■ The exercise ■
In your copy, include every line of the listing below exactly but none of the pictures.

■ Data for this exercise ■
● ● ● ●

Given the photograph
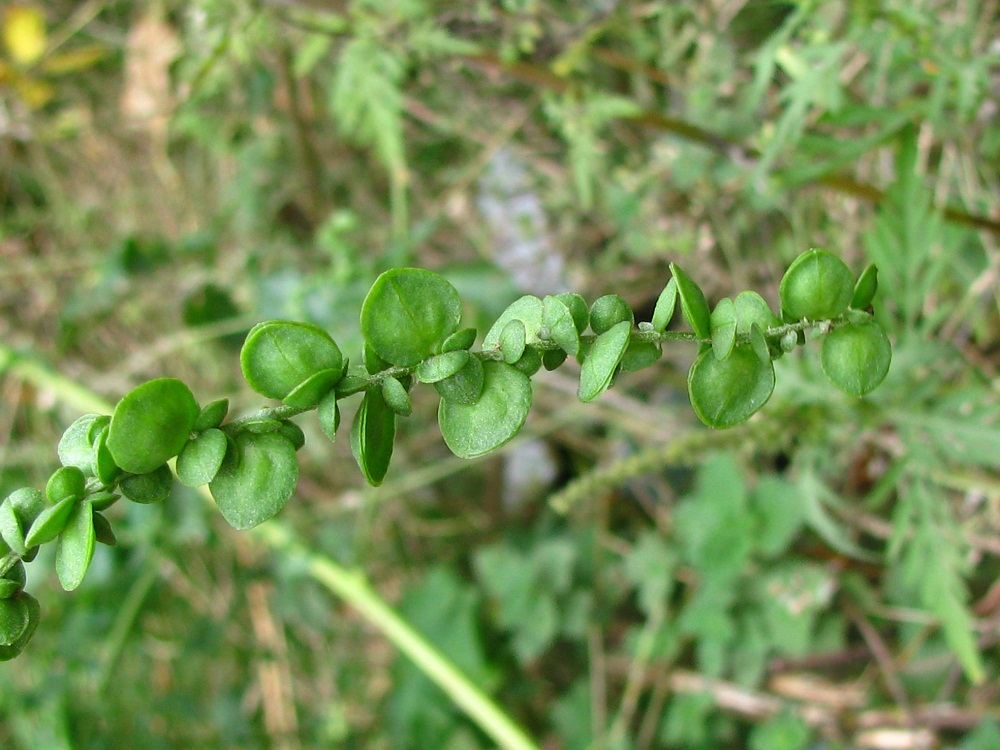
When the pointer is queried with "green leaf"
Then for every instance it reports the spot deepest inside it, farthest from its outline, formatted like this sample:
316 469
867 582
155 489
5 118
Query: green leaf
817 286
151 424
441 366
723 322
328 413
601 361
212 415
472 430
865 288
408 314
49 523
34 612
465 386
396 397
693 303
512 341
14 619
666 303
76 546
856 358
257 477
278 356
373 433
67 481
308 393
528 310
558 318
152 487
608 311
75 444
202 458
727 392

● ● ● ●

■ Solution ■
Given the photograph
When the pointer is queried with "green leaf"
Then for every instance it reports the spot deepest inside it, farthest from its outline, formatted like this sample:
316 469
867 582
155 489
5 118
Query: green leaf
817 286
151 424
441 366
723 322
328 413
601 361
212 415
472 430
865 288
408 314
49 523
34 612
465 386
396 397
693 303
512 341
14 619
666 303
76 546
856 358
257 477
278 356
373 433
67 481
308 393
528 310
558 318
152 487
608 311
75 444
202 458
727 392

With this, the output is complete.